## WHAT YOU NEED TO DO
Print the listing below again. Change nothing.
#### DATASET
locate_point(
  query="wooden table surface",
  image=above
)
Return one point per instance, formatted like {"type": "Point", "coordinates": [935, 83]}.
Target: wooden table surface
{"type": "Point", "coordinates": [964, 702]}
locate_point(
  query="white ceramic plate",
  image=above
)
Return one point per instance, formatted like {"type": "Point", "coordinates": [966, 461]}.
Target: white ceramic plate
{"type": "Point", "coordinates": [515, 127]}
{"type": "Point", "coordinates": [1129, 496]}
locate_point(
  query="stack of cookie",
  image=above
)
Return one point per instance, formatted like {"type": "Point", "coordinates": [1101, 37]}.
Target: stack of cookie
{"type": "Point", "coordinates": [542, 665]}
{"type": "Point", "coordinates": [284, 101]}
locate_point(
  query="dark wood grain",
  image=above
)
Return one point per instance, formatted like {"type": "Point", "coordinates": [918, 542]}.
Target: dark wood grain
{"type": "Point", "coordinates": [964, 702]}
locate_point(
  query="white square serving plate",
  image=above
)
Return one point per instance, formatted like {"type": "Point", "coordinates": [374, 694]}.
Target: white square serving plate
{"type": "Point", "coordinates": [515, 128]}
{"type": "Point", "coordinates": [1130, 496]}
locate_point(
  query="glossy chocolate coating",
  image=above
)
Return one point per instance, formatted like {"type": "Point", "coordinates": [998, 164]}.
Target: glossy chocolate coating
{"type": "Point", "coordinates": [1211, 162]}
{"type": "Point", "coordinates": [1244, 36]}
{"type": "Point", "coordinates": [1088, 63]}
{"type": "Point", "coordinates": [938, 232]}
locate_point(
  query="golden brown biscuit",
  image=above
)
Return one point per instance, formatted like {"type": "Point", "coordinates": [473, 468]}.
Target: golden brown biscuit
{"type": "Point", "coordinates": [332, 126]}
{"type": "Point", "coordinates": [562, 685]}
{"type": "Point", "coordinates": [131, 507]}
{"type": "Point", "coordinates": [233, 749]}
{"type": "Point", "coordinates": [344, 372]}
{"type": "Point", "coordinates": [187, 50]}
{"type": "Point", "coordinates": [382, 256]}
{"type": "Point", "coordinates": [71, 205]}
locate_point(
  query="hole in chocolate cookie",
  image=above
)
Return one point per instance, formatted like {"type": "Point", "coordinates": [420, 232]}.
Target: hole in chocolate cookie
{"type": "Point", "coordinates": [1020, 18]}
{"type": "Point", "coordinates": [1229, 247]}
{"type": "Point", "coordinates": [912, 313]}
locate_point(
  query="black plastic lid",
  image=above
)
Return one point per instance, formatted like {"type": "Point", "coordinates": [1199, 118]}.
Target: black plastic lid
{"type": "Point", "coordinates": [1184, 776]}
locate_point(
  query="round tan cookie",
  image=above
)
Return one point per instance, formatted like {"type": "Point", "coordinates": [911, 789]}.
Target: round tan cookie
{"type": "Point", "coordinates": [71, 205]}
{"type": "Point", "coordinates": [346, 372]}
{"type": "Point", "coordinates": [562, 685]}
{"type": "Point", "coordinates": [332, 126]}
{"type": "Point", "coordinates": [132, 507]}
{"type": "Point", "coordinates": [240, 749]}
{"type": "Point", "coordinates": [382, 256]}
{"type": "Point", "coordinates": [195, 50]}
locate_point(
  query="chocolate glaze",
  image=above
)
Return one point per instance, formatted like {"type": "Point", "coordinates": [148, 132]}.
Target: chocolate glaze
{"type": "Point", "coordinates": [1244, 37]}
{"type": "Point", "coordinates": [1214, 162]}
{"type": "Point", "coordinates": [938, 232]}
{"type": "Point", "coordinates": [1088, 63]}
########
## ANSWER BOX
locate_point(
  query="wooden table surface",
  image=above
)
Return one point per instance, formatted like {"type": "Point", "coordinates": [935, 83]}.
Target: wooden table surface
{"type": "Point", "coordinates": [964, 702]}
locate_point(
  query="white ceramic plate",
  image=above
)
Return one point per instance, formatted like {"type": "Point", "coordinates": [966, 461]}.
Target: white ceramic plate
{"type": "Point", "coordinates": [515, 127]}
{"type": "Point", "coordinates": [1129, 496]}
locate_point(
  query="stack of cookie",
  image=above
)
Return one point per instance, formatted like {"type": "Point", "coordinates": [1101, 37]}.
Target: stack of cookie
{"type": "Point", "coordinates": [542, 665]}
{"type": "Point", "coordinates": [284, 101]}
locate_point(
  query="dark wood grain",
  image=above
)
Return one point per instance, formatted like {"type": "Point", "coordinates": [918, 542]}.
Target: dark wood grain
{"type": "Point", "coordinates": [964, 702]}
locate_point(
  query="white square serving plate",
  image=above
)
Return one point per instance, formatted like {"type": "Point", "coordinates": [374, 694]}.
Target: white square serving plate
{"type": "Point", "coordinates": [515, 128]}
{"type": "Point", "coordinates": [1130, 496]}
locate_point(
  query="glossy chocolate coating",
  image=above
)
Return one point per instance, formatted like {"type": "Point", "coordinates": [998, 164]}.
Target: glossy chocolate coating
{"type": "Point", "coordinates": [1211, 162]}
{"type": "Point", "coordinates": [1244, 36]}
{"type": "Point", "coordinates": [1088, 63]}
{"type": "Point", "coordinates": [938, 232]}
locate_point(
  query="golden brown biscuit",
  image=above
)
Return one point per instance, formatted like {"type": "Point", "coordinates": [473, 468]}.
Target: golden brown biscuit
{"type": "Point", "coordinates": [332, 126]}
{"type": "Point", "coordinates": [562, 685]}
{"type": "Point", "coordinates": [131, 507]}
{"type": "Point", "coordinates": [233, 749]}
{"type": "Point", "coordinates": [344, 372]}
{"type": "Point", "coordinates": [187, 50]}
{"type": "Point", "coordinates": [382, 256]}
{"type": "Point", "coordinates": [71, 205]}
locate_point(
  query="hole in chocolate cookie",
  image=above
)
Return one point per instance, formatted like {"type": "Point", "coordinates": [420, 232]}.
Target: hole in chocolate cookie
{"type": "Point", "coordinates": [1020, 18]}
{"type": "Point", "coordinates": [1229, 247]}
{"type": "Point", "coordinates": [912, 313]}
locate_point(
  query="black plastic lid",
  image=above
)
Return one point per instance, formatted like {"type": "Point", "coordinates": [1199, 118]}.
Target: black plastic lid
{"type": "Point", "coordinates": [1184, 776]}
locate_point(
  query="round tan cookie",
  image=above
)
Return one point per instance, formatted like {"type": "Point", "coordinates": [911, 789]}.
Target: round tan cookie
{"type": "Point", "coordinates": [71, 205]}
{"type": "Point", "coordinates": [346, 372]}
{"type": "Point", "coordinates": [562, 685]}
{"type": "Point", "coordinates": [332, 126]}
{"type": "Point", "coordinates": [132, 507]}
{"type": "Point", "coordinates": [240, 749]}
{"type": "Point", "coordinates": [382, 256]}
{"type": "Point", "coordinates": [195, 50]}
locate_point(
  query="chocolate glaze",
  image=above
)
Return one point per instance, formatted like {"type": "Point", "coordinates": [148, 132]}.
Target: chocolate glaze
{"type": "Point", "coordinates": [1244, 37]}
{"type": "Point", "coordinates": [1214, 162]}
{"type": "Point", "coordinates": [938, 232]}
{"type": "Point", "coordinates": [1088, 63]}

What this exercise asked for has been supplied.